World Builders™                                                                         Session One  --  Astronomy        
                        Find the Life Zone

                                for Your Planet


Figure out how close to your sun your planet should be to get the same amount of energy as the earth does.

Are you planning to have life on this planet? If so --

Read the page on the Life Zone to find out why you need to put your planet in it.

    Follow these directions to find the best distance between your planet and your star.

The distance will be measured in AUs.

An AU is a distance measure, like a mile or a kilometer. However, space is so immense that we need to use a much longer measure of distance. An AU is the distance from the center of our earth to the center of the sun.This distance is about 93 million miles.

If your sun is brighter and hotter, you need to put your planet farther away to get earth-like intensity of heat and light.

If your star is cool and dim, you need to put your world closer to your star than our earth is to the sun.

Go to the Star Tables now.

Have you chosen your star type? You need a star that has a life span long enough for life to develop.

● **Data rows**
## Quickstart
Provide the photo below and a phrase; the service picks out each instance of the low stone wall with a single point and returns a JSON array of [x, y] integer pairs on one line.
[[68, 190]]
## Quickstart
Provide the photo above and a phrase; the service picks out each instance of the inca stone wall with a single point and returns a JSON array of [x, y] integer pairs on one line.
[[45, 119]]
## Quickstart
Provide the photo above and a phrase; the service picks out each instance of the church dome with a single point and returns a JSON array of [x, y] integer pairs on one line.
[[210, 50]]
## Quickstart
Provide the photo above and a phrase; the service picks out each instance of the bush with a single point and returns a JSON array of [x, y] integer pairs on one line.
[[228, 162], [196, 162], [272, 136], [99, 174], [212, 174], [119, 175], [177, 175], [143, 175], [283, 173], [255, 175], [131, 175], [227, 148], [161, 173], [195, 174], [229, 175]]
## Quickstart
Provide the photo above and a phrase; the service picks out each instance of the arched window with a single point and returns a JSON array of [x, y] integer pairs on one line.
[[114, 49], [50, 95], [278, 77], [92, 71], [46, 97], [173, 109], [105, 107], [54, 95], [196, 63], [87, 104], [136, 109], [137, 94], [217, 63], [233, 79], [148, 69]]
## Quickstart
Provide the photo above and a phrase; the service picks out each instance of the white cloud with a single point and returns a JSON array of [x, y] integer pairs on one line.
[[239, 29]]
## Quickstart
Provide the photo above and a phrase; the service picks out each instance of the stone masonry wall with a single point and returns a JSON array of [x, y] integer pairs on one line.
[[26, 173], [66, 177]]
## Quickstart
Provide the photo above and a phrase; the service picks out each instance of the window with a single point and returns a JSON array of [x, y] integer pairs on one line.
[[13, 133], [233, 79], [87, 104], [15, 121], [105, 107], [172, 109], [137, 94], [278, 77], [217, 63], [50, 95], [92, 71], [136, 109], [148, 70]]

● **Aim A**
Echo, word for word, the part of the Life Zone worksheet that opens with the words containing "An AU is a distance" and closes with "Star Tables now.".
● **Aim B**
Arrange the records, from their first line through the line containing "174], [229, 175]]", as a Markdown table with the columns Row and Line, numbering each line and leaving out blank lines.
The Life Zone worksheet and the records are unrelated material.

● **Expected output A**
An AU is a distance measure, like a mile or a kilometer. However, space is so immense that we need to use a much longer measure of distance. An AU is the distance from the center of our earth to the center of the sun.This distance is about 93 million miles.

If your sun is brighter and hotter, you need to put your planet farther away to get earth-like intensity of heat and light.

If your star is cool and dim, you need to put your world closer to your star than our earth is to the sun.

Go to the Star Tables now.

● **Expected output B**
| Row | Line |
|---|---|
| 1 | ## Quickstart |
| 2 | Provide the photo below and a phrase; the service picks out each instance of the low stone wall with a single point and returns a JSON array of [x, y] integer pairs on one line. |
| 3 | [[68, 190]] |
| 4 | ## Quickstart |
| 5 | Provide the photo above and a phrase; the service picks out each instance of the inca stone wall with a single point and returns a JSON array of [x, y] integer pairs on one line. |
| 6 | [[45, 119]] |
| 7 | ## Quickstart |
| 8 | Provide the photo above and a phrase; the service picks out each instance of the church dome with a single point and returns a JSON array of [x, y] integer pairs on one line. |
| 9 | [[210, 50]] |
| 10 | ## Quickstart |
| 11 | Provide the photo above and a phrase; the service picks out each instance of the bush with a single point and returns a JSON array of [x, y] integer pairs on one line. |
| 12 | [[228, 162], [196, 162], [272, 136], [99, 174], [212, 174], [119, 175], [177, 175], [143, 175], [283, 173], [255, 175], [131, 175], [227, 148], [161, 173], [195, 174], [229, 175]] |